▸ **THE REQUEST**: Starting with the line that contains "the red stripe", set down each line through the end of the entries below, exactly and with nothing added.

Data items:
□ □ □ □ □

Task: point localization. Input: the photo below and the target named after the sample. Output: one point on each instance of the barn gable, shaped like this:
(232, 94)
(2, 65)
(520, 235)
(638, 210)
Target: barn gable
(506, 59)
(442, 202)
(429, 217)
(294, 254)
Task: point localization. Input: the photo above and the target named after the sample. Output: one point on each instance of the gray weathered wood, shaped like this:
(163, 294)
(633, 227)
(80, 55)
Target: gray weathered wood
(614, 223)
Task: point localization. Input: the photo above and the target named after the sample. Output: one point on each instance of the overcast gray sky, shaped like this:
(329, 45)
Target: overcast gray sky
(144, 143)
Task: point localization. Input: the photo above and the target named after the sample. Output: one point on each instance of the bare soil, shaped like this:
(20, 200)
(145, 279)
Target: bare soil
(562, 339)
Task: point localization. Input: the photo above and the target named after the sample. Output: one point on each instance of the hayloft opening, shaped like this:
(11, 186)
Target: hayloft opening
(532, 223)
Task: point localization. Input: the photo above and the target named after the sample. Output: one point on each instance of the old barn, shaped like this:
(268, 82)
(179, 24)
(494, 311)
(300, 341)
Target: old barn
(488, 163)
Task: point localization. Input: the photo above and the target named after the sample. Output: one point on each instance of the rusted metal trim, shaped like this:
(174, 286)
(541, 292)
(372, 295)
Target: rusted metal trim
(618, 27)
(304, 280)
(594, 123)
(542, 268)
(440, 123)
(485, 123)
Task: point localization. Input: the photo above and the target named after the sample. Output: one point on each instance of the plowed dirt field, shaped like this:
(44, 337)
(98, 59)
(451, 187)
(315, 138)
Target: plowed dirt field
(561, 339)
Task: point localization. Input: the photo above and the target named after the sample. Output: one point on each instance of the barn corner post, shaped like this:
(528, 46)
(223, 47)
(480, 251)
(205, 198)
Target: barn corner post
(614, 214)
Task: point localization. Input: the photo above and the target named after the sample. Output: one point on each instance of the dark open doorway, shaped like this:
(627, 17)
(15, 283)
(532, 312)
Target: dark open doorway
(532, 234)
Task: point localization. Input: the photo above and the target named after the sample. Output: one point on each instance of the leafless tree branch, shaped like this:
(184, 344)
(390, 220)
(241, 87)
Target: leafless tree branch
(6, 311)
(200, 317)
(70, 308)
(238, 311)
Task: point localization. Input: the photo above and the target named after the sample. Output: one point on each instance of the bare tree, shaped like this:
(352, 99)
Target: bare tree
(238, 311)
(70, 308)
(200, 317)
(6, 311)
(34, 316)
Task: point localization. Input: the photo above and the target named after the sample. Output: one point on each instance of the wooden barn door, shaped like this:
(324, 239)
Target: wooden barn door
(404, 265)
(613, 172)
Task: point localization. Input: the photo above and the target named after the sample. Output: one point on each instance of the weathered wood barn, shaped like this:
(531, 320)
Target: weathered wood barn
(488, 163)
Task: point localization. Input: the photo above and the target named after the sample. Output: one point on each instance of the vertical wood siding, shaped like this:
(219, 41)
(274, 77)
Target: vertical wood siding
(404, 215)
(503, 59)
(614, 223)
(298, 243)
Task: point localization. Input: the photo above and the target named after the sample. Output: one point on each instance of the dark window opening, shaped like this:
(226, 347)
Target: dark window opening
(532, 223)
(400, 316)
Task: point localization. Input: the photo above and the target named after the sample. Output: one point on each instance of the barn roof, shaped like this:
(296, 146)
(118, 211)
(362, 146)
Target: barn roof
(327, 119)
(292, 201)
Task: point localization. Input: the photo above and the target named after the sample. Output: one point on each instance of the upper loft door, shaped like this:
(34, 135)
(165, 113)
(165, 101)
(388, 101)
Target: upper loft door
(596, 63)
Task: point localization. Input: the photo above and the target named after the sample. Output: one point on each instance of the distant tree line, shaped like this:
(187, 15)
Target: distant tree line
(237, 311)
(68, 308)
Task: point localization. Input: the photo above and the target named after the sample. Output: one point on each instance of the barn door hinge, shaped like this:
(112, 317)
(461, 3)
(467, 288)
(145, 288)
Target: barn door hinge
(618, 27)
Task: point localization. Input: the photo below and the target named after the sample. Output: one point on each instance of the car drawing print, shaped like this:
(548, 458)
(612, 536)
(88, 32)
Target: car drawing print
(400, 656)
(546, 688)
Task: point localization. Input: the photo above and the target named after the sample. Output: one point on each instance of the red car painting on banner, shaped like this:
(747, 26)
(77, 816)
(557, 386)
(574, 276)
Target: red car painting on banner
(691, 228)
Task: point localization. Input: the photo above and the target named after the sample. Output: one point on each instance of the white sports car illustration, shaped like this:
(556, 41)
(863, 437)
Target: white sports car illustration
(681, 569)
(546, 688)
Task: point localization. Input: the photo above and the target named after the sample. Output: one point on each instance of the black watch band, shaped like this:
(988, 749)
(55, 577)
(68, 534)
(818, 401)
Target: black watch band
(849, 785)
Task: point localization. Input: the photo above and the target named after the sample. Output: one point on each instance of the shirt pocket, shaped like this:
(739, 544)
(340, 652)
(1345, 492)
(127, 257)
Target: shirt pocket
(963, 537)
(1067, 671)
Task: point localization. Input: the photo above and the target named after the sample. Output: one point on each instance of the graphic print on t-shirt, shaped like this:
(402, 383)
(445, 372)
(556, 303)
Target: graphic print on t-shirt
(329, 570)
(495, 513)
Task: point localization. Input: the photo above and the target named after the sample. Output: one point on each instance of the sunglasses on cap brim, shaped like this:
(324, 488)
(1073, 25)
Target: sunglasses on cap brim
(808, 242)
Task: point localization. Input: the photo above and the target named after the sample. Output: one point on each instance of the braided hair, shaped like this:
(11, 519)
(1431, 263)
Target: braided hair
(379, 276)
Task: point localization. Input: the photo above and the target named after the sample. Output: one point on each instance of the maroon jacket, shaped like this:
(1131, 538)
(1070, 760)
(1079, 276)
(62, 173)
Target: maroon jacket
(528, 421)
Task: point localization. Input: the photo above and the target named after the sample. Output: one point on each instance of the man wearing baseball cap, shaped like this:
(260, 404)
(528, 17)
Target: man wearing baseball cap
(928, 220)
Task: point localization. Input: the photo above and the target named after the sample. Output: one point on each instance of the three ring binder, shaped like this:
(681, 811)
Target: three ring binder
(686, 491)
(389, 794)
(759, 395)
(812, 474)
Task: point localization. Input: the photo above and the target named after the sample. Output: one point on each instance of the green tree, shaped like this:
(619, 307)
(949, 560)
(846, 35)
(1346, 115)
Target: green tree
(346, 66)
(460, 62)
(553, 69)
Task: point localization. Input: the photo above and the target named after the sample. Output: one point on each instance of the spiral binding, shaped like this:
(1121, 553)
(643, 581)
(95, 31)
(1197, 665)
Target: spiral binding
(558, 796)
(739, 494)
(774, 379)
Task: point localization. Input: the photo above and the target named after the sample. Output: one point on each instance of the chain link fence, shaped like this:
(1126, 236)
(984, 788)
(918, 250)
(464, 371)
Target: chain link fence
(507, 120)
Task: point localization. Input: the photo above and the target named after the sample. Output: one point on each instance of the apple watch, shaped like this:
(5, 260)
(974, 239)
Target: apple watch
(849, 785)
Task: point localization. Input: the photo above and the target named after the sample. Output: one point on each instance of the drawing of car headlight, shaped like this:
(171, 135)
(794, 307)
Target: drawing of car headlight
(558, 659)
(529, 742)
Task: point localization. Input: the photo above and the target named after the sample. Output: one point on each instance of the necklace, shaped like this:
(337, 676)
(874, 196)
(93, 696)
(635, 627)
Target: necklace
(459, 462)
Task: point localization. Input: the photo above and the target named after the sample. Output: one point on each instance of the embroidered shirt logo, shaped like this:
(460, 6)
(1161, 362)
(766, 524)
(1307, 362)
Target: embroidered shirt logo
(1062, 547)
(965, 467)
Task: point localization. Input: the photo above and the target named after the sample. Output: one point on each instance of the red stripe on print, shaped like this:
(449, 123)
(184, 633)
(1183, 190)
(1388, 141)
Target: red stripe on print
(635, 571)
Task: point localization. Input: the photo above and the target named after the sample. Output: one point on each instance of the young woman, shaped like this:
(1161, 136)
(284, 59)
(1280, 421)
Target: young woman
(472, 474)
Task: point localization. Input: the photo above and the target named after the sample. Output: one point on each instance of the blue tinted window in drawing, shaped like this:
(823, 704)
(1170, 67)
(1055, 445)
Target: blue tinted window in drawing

□ □ □ □ □

▸ **SOLUTION FOR THIS PROBLEM**:
Task: point localization. Input: the photo above and the target named after the sample. Output: one point on each instance of the red stripe on print, shaped like this:
(449, 123)
(184, 633)
(1183, 190)
(1388, 141)
Target: red stripe on print
(635, 571)
Task: point localization. Input: the photo above and the target named after the sample. Output: one point on each instance of the young woman, shaped like this:
(1161, 136)
(284, 59)
(1280, 421)
Target: young woman
(472, 474)
Task: point localization. Input: the photo above and the target named after the sample. Output: one point on each instance of the blue tinted window in drawing, shaped like this:
(823, 704)
(1170, 67)
(1055, 445)
Target: blue tinted window in drawing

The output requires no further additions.